THE TASK ▸
Count the lines in the records below that contain the word "snowmobile" and give only the resulting number.

- - -

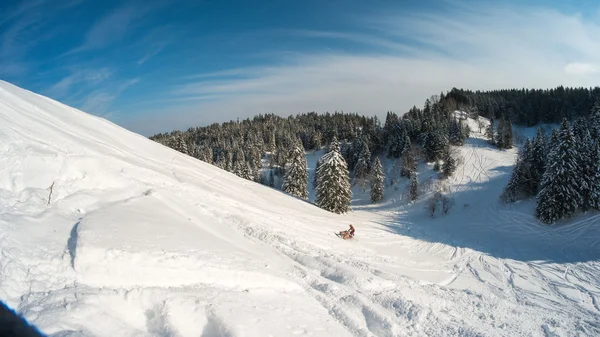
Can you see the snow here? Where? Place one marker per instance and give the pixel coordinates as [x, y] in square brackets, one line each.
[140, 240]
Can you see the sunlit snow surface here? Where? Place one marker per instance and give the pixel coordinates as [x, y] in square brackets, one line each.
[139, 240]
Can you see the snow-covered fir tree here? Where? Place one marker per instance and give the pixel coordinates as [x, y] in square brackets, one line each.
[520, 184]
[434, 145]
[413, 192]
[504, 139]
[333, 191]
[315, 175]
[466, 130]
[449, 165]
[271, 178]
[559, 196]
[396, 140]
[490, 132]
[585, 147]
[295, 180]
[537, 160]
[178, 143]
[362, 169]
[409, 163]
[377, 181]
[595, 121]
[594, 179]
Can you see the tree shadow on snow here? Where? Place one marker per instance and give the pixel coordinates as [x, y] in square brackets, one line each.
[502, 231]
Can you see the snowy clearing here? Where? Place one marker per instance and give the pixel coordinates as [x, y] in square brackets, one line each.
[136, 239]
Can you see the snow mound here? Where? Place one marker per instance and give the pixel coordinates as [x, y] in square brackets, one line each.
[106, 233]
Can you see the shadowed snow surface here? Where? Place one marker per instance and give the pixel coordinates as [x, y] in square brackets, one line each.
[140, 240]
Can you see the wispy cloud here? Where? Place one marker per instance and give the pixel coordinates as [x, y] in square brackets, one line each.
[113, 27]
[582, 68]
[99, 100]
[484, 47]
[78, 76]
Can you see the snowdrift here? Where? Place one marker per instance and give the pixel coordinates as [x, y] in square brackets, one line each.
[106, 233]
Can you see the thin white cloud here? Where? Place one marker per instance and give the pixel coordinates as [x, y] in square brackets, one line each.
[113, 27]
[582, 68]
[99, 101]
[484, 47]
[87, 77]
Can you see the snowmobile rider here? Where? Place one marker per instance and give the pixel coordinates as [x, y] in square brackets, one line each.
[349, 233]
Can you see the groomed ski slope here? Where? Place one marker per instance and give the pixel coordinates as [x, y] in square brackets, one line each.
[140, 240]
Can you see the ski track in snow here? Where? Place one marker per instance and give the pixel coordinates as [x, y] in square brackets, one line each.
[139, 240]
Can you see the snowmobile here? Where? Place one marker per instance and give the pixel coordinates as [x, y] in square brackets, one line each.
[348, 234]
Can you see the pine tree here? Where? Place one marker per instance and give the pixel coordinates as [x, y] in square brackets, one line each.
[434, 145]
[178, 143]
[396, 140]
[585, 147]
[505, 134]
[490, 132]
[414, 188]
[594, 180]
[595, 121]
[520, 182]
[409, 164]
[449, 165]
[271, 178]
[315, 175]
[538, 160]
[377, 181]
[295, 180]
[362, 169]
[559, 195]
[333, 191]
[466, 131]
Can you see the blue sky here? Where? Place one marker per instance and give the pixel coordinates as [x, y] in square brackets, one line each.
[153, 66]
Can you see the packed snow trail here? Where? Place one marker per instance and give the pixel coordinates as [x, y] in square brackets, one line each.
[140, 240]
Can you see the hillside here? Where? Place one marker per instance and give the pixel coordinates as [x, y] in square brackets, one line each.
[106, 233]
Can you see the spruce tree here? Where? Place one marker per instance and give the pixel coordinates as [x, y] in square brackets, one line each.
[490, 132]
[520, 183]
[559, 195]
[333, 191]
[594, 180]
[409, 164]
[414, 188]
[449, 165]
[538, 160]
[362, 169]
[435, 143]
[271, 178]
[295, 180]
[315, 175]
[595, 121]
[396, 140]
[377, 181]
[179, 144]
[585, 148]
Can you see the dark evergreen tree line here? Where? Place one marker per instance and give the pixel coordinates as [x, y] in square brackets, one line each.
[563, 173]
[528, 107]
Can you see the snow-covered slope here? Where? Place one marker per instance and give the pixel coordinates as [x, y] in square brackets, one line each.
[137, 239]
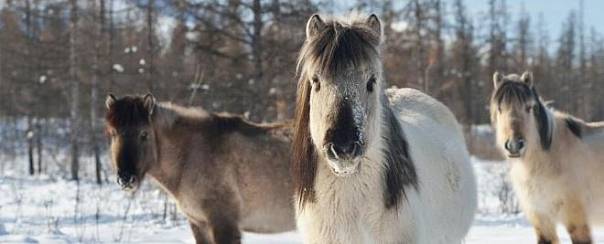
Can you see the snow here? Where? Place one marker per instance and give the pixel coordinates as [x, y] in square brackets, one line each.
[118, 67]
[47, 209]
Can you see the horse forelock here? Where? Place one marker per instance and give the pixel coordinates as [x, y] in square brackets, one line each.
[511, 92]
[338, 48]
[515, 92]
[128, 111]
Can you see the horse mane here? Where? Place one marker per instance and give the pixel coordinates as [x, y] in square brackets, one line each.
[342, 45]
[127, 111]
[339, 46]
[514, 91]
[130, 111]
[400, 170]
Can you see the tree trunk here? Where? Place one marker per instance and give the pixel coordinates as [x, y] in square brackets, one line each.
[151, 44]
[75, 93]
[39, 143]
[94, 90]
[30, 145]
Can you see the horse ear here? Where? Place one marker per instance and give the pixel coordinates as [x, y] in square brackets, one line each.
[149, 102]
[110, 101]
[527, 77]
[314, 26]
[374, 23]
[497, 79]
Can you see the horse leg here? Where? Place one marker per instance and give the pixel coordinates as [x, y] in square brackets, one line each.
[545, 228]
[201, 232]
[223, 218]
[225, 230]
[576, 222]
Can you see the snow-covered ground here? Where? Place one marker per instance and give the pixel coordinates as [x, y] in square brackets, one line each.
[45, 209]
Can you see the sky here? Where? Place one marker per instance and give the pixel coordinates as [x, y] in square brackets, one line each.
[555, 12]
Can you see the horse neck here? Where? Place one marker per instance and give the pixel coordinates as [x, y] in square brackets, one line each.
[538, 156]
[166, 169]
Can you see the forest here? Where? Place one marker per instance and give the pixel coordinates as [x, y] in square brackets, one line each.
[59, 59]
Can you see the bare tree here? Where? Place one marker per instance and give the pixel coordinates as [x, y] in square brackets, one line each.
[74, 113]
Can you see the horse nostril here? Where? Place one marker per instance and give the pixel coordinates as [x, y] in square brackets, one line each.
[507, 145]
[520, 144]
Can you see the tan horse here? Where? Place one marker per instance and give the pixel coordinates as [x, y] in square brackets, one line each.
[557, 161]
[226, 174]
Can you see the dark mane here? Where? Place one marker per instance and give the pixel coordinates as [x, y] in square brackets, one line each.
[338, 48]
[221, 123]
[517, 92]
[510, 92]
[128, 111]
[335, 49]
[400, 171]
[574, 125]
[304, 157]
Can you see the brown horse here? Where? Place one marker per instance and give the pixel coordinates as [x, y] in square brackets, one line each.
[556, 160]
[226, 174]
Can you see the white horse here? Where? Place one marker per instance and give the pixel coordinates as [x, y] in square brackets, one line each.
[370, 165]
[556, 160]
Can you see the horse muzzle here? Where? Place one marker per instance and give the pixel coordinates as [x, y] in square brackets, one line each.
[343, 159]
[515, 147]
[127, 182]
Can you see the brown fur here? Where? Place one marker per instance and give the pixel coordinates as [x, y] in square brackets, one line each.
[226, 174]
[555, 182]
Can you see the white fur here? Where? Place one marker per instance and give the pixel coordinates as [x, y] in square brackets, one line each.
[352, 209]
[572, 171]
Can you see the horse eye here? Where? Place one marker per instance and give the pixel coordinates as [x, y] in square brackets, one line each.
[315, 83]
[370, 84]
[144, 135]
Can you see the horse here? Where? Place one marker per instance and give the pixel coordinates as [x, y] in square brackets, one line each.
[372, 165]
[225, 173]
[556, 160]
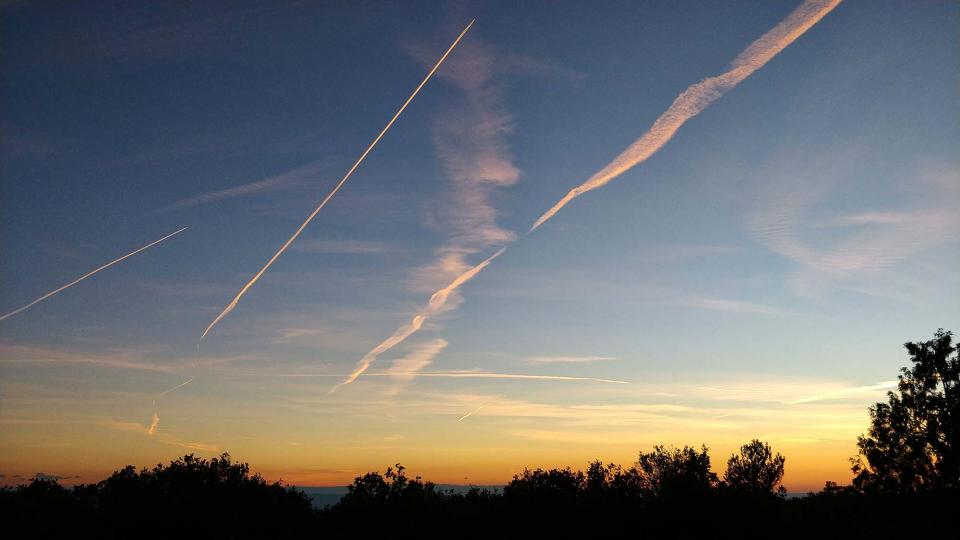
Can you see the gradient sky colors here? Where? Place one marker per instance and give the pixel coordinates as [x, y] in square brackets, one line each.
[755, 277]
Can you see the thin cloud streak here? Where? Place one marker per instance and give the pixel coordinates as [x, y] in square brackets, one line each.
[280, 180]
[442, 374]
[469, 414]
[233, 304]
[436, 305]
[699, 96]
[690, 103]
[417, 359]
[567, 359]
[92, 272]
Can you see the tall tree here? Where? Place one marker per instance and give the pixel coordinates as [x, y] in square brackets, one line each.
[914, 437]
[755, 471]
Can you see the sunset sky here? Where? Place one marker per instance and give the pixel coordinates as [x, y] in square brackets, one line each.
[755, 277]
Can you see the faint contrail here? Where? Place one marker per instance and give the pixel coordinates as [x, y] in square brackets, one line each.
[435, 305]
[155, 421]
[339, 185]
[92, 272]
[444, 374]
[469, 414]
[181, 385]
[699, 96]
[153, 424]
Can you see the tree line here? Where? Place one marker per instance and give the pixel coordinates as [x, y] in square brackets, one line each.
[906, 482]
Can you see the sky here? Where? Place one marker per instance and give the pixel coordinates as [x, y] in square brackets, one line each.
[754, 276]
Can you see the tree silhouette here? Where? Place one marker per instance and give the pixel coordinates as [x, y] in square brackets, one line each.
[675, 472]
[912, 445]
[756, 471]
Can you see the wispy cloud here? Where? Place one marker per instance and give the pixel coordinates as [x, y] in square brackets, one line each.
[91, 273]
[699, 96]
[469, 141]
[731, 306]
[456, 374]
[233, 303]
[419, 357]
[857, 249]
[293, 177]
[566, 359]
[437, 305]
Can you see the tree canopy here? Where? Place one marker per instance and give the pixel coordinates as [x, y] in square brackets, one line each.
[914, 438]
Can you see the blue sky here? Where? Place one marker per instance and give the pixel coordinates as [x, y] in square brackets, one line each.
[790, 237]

- - -

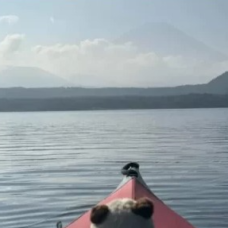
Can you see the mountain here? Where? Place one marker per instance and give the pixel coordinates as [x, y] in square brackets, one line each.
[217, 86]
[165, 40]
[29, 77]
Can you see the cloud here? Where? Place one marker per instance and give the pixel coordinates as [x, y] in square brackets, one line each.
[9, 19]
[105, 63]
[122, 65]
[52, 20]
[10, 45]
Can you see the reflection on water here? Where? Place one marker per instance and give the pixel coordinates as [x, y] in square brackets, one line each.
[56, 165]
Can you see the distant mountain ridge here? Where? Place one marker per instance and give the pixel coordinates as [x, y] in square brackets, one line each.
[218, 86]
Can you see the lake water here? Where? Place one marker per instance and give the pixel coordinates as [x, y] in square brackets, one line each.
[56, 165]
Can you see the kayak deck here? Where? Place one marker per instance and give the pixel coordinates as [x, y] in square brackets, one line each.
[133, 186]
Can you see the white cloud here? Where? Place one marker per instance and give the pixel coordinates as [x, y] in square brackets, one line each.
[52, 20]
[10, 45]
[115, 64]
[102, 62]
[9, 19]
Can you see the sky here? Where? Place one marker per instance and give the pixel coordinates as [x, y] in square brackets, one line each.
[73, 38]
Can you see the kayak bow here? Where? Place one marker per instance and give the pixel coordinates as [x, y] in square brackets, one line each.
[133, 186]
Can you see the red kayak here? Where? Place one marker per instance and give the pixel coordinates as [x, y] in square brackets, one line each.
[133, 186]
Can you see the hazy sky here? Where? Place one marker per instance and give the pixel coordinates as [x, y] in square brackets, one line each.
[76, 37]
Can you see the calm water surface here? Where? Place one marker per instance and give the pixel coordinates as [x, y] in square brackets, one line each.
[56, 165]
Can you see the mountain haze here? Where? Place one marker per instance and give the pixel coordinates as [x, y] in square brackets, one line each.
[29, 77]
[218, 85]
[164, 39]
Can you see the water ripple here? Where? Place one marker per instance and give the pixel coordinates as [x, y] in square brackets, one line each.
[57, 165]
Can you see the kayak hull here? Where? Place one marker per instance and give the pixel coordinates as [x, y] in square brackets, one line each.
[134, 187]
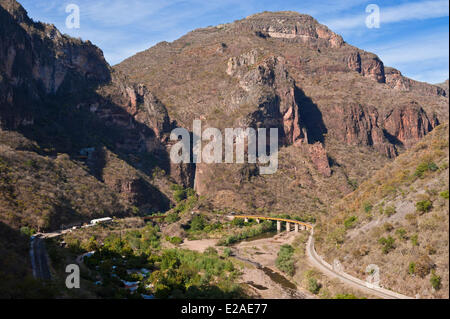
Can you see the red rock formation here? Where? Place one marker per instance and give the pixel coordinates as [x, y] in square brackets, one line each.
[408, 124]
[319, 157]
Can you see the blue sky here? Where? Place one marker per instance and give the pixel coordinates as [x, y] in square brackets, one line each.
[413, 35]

- - -

RESULT OF THE EXERCISE ▸
2